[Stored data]

— start —

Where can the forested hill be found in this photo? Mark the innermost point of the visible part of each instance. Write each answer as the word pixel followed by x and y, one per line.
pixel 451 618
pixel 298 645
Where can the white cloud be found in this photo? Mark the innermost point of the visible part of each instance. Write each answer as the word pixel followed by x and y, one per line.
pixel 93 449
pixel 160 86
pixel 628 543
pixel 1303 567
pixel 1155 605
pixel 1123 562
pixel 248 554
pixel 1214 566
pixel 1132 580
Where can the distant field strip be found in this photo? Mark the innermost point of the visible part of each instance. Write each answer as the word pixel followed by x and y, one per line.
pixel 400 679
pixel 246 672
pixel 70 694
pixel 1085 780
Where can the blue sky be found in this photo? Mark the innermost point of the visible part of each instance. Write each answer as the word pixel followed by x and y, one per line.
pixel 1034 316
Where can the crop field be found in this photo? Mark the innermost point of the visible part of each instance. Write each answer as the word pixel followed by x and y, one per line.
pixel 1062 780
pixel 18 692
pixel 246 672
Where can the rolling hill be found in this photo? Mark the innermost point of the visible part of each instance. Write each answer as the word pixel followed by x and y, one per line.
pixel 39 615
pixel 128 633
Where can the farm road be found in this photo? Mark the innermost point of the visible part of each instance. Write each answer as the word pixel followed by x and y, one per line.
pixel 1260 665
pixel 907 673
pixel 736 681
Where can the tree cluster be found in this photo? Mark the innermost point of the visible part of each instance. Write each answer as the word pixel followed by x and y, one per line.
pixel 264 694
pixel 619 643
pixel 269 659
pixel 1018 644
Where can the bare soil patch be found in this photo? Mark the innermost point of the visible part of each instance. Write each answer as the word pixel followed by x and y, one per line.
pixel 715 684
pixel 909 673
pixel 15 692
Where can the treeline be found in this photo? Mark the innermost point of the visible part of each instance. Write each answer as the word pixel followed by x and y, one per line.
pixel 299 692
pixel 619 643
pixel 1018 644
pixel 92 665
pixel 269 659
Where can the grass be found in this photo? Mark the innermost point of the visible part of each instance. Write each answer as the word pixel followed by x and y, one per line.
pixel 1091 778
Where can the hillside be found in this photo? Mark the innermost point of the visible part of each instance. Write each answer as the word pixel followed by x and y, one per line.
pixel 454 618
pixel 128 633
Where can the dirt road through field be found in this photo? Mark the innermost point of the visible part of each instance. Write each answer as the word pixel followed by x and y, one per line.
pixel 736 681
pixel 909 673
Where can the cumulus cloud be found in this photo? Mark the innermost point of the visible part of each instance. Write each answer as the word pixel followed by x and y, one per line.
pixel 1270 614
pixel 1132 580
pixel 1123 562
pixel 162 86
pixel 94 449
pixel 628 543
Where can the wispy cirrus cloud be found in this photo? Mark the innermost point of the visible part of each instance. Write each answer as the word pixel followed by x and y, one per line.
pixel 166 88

— end —

WRITTEN TASK:
Reproduce all of the lines above, putting "central point" wherever "innermost point" appears and changing nothing else.

ANSWER FOR THIS EXERCISE:
Where can the forested hill be found in this photo? Mark the central point of the visible part of each instance. Write each answer as the word pixel followed by x and y, one per line.
pixel 451 618
pixel 298 645
Where can the white cloud be found in this photo? Mark the central point of the visible part of each instance. Write each answer as the word pixel followed by x and y, one per line.
pixel 93 449
pixel 160 86
pixel 628 543
pixel 1303 567
pixel 1155 605
pixel 1123 562
pixel 248 554
pixel 1214 566
pixel 1132 580
Where can the distant field strip be found in this photo? Mark the central point of the visible part of each instance. Write each answer as the word pixel followed by x and y, one per line.
pixel 400 679
pixel 246 672
pixel 70 694
pixel 1085 780
Where can the blue sky be found in this photo? Mark the central point of the visible part of each instance. Write each answer as the word pixel followed by x and y, one per line.
pixel 1034 316
Where can the crop field be found in this photo? Mark the central point of the visible part of each instance. Write each answer as the word pixel followed by x and y, one per line.
pixel 1062 780
pixel 18 692
pixel 246 672
Where can the rolling hill be found in this photo? Mark the central point of the visible part of each instance. Write each answer as the word pixel followed by x and y, one per line.
pixel 39 615
pixel 128 633
Where can the farm road be found in this photo? Mark the central point of the visible part of each instance. Write each answer as the word pixel followed by x and y, one per line.
pixel 1260 665
pixel 907 673
pixel 736 681
Where can the tree cluster be found in this photo? Mark the central point of the visible part of each instance. Write each answer as the word pixel followed by x and y, one per line.
pixel 264 694
pixel 619 643
pixel 269 659
pixel 1018 644
Where can the bare soil patch be found in this photo? Mark the central point of the visible part of each instance. Write each answer as the word pixel followed by x and y, one per line.
pixel 715 684
pixel 909 673
pixel 15 692
Where can the treeline be found in this photo? Mark the central point of the visible part of each instance. Write each answer as the word pixel followed by x and y, one per line.
pixel 299 692
pixel 619 643
pixel 1018 644
pixel 92 665
pixel 269 659
Where can the grass be found in this photo? Mark the central point of the visible part of each instance. Write each answer as the word pixel followed by x and y, one per line.
pixel 1091 778
Where can the hillside be found in this photo? Mark the central point of the visible part of each instance. Write each answer as the word pixel followed by x and y, one per line.
pixel 454 618
pixel 128 633
Where can the dirt road through field be found in this photo? Mark the central point of the visible part of each instance. Write each answer as the word pixel followed by x and y, one per line.
pixel 736 681
pixel 909 673
Where can the cumulus cloud be found in this photo? Mark the central point of the visible part of each instance. Write each answer as the word pixel followed by x and y, one per line.
pixel 1270 614
pixel 1132 580
pixel 1123 562
pixel 162 86
pixel 94 449
pixel 628 543
Where can the wispy cirrus cloud be found in this photo? Mark the central point of the visible part of each instance. Write each answer as the word pixel followed by x and y, one per line.
pixel 166 88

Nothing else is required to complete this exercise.